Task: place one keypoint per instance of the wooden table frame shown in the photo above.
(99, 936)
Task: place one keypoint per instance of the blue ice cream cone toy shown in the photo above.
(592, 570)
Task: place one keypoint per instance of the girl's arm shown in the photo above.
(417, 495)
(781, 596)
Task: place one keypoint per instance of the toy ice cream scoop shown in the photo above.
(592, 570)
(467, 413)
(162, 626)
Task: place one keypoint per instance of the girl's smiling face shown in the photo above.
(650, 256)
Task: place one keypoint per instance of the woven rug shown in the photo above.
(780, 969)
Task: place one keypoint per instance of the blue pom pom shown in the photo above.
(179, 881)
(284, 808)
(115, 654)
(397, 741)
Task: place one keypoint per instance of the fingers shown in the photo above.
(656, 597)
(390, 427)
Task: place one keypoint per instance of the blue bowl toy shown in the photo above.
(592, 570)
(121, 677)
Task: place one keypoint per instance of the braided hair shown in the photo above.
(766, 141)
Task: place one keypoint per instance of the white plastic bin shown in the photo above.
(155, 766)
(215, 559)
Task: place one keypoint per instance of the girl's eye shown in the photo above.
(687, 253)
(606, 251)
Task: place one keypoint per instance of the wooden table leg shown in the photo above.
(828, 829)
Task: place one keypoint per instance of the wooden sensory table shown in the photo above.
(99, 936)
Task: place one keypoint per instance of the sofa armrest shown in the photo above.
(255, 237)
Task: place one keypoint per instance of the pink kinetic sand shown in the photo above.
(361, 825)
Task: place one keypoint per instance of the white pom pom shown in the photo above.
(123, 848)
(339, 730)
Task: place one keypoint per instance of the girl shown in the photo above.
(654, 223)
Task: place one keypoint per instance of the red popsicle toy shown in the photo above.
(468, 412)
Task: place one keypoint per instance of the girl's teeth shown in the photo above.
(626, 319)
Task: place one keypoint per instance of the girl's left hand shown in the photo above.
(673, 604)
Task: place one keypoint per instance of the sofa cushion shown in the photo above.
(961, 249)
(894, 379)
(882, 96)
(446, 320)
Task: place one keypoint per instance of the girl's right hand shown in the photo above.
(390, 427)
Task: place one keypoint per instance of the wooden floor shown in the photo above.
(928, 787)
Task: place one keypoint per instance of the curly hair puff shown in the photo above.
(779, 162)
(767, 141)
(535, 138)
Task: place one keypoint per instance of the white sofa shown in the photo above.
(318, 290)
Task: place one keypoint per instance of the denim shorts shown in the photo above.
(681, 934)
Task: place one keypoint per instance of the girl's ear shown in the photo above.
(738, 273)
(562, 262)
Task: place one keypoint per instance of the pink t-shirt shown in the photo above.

* * * * *

Your task is to output the full set of records exactly as presented.

### OUTPUT OF THE EXERCISE
Task: place one keypoint per instance of the wooden table frame shown in the photo above.
(99, 936)
Task: place one keypoint per instance of the blue ice cream cone toy shown in the photo above.
(592, 570)
Task: place one keypoint per instance of the girl's arm shown in the photo above.
(417, 495)
(781, 596)
Task: place one keypoint per instance of the toy ice cream scoop shown in the photo above.
(592, 570)
(467, 413)
(162, 626)
Task: place one keypoint per instance of the girl's smiling face shown in the photo above.
(650, 256)
Task: place one keypoint per instance of the woven rug shown in the photo above.
(780, 969)
Task: place one keypoint per instance of the blue pom pom shown in the photo above.
(179, 881)
(284, 808)
(115, 654)
(397, 741)
Task: place one keypoint per instance of the fingers shown in the photo above.
(656, 597)
(390, 427)
Task: place one keypoint per instance of the blue bowl toy shown in the photo above.
(592, 570)
(121, 677)
Task: place one keypoint per instance of the braided hair shown in the photo above.
(766, 141)
Task: place one keypoint per instance of the white plastic bin shown in the photo above.
(155, 766)
(215, 559)
Task: place one keypoint per instance of the girl's eye shown in the photo above.
(687, 253)
(606, 251)
Task: place one keypoint per instance of the wooden table leg shown in the photo above.
(828, 829)
Task: place one keypoint per instance of the wooden sensory table shown in the photo above.
(99, 936)
Task: place one keypoint per instance of the sofa armrest shown in the photo above.
(255, 237)
Task: place one keypoint per instance of the pink kinetic sand shown in the photo above.
(361, 825)
Task: place one keypoint per instance of the white pom pom shown in the photo above.
(123, 848)
(339, 730)
Task: place one keypoint per instance of the girl shown in the photo above.
(654, 223)
Task: place one keypoint per instance of the red popsicle toy shown in the photo above.
(468, 412)
Task: place one keypoint per instance of the girl's teeth shown in the photo above.
(626, 319)
Task: place one keypoint per instance of the girl's left hand shown in the photo above.
(673, 604)
Task: place one keypoint per instance of the sofa cushion shown in the photo above.
(961, 249)
(894, 379)
(882, 96)
(446, 320)
Task: place one keypoint per instance of the girl's right hand shown in the photo above.
(390, 427)
Task: place one keypoint per instance of the wooden floor shown in the photo above.
(928, 787)
Task: place one keypoint per instance of the curly hair puff shown in the photo above.
(779, 162)
(767, 141)
(535, 138)
Task: place one keypoint per instance of the white sofa shown in the photo above.
(318, 290)
Task: place one keypoint per instance of the denim shorts shown in the photo above.
(681, 934)
Task: place one keypoint per instance of the girl's ear shown in the photo above.
(738, 273)
(562, 262)
Task: place one keypoint per instance of the pink t-shirt shown in the photo above.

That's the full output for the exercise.